**WHAT THIS TASK INVOLVES**
Reproduce the section of the listing that begins at the line containing "Query: mantis head" and finishes at the line containing "in [90, 110].". Include both end lines and nothing beyond them.

**INPUT DATA**
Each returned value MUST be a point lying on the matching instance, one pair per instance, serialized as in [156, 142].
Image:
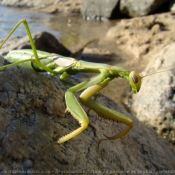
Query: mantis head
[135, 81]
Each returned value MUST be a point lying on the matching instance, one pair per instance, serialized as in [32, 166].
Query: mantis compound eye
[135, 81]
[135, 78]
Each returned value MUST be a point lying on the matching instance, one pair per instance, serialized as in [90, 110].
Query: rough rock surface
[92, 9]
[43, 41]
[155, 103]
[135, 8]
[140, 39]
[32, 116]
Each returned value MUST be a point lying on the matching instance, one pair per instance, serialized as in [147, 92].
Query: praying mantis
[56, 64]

...

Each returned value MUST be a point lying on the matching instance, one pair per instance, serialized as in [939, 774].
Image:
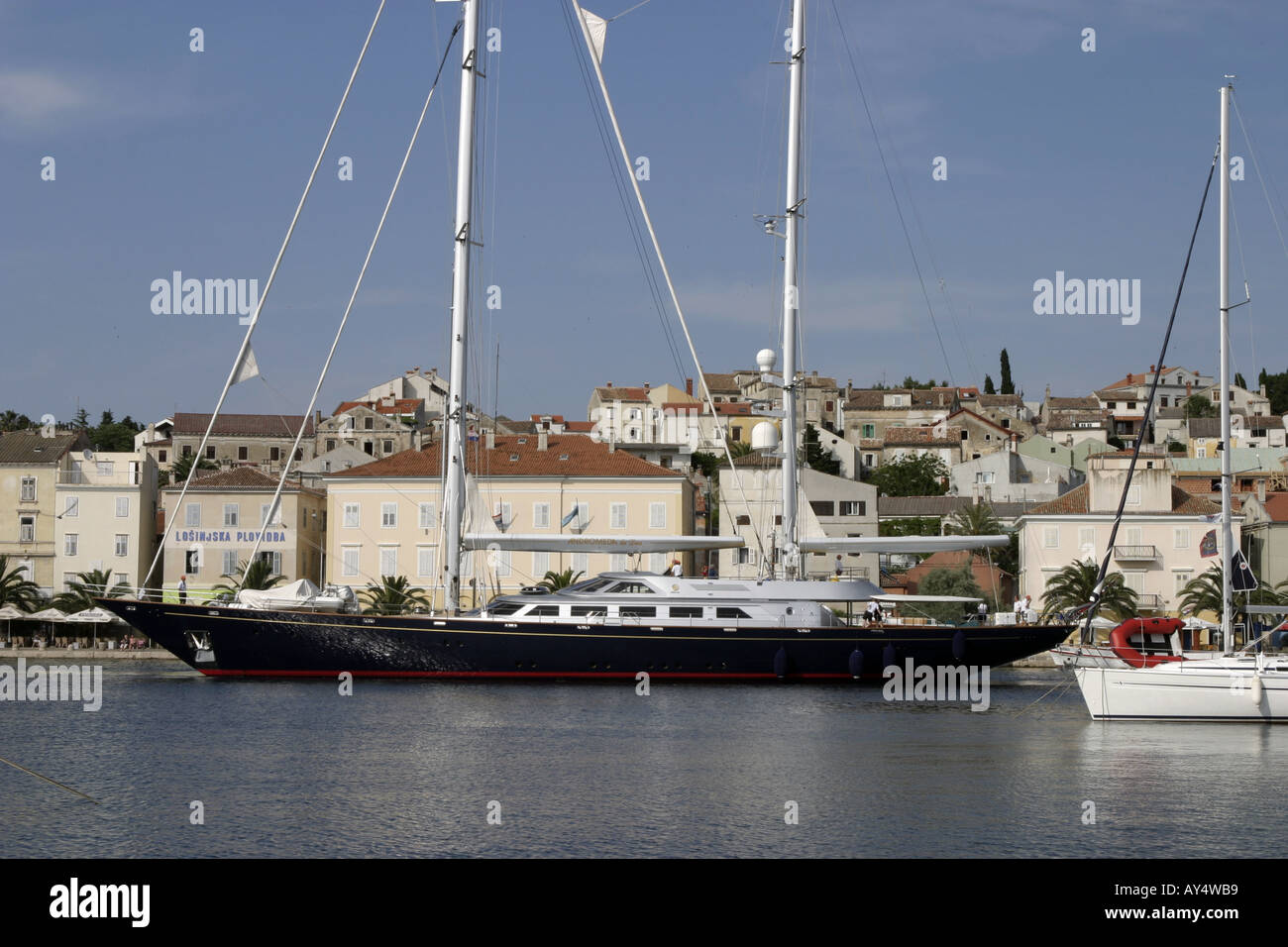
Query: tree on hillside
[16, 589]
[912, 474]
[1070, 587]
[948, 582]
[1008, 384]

==

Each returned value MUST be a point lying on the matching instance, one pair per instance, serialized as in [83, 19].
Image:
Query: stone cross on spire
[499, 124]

**SOLUTION FOR THIS EXERCISE**
Query: mantis head
[135, 81]
Each returned value MUST be a point lying on the matching instance, one pair per instance, serialized as in [32, 166].
Query: mantis compound eye
[135, 81]
[135, 78]
Each returned value MUST be a point lying on the matching instance, one pair per instance, serialized as in [90, 110].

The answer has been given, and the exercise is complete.